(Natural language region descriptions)
===

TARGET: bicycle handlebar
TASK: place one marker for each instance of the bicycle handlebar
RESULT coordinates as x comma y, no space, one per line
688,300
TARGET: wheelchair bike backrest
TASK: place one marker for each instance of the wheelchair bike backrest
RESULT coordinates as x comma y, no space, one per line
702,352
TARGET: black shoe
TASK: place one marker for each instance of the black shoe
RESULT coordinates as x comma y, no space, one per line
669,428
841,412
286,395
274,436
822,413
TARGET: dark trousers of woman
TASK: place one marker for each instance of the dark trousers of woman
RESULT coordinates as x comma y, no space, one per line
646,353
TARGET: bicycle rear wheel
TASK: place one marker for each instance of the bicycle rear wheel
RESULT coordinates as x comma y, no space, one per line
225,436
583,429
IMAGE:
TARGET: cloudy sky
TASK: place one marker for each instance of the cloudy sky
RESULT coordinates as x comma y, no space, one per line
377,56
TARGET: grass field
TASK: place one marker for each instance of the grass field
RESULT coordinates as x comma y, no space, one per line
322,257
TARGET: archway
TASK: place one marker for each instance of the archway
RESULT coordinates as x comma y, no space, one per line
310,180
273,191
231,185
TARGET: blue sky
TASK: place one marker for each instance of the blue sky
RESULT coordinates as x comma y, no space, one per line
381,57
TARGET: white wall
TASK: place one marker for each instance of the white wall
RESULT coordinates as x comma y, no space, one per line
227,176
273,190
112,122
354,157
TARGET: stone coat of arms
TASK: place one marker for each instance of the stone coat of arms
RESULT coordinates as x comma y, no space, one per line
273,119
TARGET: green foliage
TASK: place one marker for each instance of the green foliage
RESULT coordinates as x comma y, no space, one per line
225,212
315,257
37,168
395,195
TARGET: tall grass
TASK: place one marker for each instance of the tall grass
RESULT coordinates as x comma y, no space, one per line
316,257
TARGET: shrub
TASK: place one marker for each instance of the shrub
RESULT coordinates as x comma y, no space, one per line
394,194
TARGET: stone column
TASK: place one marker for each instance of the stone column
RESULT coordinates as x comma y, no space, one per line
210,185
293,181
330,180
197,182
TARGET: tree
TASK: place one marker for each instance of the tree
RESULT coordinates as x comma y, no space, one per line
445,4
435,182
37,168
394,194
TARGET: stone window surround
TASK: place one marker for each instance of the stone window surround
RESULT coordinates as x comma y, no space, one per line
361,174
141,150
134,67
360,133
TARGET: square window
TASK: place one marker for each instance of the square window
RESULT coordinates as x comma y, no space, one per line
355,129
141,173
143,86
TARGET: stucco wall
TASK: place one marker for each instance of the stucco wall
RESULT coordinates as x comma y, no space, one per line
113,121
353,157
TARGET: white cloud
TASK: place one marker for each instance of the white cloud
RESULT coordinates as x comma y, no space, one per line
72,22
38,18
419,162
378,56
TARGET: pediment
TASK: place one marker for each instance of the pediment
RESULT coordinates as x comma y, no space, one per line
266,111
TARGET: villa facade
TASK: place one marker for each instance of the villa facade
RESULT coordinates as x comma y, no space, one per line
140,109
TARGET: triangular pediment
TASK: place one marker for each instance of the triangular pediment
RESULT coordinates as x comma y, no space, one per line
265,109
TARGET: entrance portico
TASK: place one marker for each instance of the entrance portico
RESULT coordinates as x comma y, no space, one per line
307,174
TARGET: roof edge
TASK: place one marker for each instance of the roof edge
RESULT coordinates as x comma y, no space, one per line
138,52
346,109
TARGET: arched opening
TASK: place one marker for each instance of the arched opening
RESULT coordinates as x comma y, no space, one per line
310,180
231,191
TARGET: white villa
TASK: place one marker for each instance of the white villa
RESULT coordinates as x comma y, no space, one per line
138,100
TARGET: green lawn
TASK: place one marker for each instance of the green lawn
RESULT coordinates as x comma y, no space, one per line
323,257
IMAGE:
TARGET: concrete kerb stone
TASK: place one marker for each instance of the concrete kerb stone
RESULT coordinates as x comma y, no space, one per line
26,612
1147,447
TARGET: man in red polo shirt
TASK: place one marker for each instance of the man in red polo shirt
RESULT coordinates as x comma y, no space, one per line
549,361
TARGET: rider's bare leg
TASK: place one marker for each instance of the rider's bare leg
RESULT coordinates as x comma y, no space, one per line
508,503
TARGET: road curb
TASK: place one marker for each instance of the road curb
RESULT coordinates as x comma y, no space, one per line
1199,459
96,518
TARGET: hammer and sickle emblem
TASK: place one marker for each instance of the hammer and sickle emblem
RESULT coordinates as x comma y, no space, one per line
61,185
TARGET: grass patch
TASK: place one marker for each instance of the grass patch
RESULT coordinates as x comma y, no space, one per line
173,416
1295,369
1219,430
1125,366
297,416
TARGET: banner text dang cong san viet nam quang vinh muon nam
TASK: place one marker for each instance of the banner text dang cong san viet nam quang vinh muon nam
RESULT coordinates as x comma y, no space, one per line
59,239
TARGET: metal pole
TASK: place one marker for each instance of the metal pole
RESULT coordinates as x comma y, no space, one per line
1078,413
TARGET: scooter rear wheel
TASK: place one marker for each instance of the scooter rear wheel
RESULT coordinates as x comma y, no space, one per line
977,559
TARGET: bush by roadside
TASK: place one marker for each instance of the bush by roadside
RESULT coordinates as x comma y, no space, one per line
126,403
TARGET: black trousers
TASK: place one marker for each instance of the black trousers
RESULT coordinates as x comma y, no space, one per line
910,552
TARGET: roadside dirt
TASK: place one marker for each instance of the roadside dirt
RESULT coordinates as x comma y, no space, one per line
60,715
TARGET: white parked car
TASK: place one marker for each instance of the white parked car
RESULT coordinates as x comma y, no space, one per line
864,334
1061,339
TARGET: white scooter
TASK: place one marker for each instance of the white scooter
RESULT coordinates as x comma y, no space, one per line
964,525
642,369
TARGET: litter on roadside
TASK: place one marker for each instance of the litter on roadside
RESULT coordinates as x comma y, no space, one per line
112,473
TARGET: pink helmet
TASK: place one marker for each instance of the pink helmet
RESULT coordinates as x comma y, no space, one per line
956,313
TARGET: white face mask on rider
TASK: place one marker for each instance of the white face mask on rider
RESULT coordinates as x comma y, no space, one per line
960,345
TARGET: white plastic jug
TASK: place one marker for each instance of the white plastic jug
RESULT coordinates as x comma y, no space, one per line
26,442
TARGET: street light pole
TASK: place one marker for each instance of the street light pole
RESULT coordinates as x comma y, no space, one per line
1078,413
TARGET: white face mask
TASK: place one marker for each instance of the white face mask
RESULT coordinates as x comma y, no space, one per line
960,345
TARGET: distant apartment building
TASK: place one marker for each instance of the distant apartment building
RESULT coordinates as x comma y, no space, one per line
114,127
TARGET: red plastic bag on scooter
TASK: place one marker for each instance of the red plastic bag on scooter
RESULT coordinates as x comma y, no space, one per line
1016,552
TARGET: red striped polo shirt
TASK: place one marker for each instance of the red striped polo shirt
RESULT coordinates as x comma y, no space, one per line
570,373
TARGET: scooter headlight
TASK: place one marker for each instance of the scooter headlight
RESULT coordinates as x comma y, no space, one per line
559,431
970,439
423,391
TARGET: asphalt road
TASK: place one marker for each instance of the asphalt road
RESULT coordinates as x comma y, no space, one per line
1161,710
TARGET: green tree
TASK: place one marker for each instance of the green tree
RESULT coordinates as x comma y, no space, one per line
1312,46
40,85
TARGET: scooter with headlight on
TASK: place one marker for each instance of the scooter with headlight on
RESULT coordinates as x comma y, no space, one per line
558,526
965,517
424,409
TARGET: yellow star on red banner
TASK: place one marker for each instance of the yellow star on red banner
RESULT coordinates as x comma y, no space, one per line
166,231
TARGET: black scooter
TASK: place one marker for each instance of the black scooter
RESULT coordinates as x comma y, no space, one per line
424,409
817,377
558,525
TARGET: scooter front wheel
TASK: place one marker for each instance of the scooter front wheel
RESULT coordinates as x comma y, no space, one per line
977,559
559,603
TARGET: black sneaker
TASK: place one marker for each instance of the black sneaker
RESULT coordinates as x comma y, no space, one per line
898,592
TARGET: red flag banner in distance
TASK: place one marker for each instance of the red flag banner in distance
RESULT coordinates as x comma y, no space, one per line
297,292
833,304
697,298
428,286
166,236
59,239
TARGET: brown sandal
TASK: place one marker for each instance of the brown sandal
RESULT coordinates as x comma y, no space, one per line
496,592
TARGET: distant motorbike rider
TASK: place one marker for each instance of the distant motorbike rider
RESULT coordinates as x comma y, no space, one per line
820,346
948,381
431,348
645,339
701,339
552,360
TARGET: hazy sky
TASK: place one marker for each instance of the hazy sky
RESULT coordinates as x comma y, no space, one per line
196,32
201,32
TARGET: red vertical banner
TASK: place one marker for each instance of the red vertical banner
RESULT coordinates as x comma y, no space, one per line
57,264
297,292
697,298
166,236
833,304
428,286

===

**Requirement**
Copy each line from the data above that includes "trousers".

**Response for this exercise**
TARGET: dark trousers of woman
TASK: place one marker for each instance of the dark trousers of woman
TARGET: black trousers
TASK: place one marker for each instance of the black trousers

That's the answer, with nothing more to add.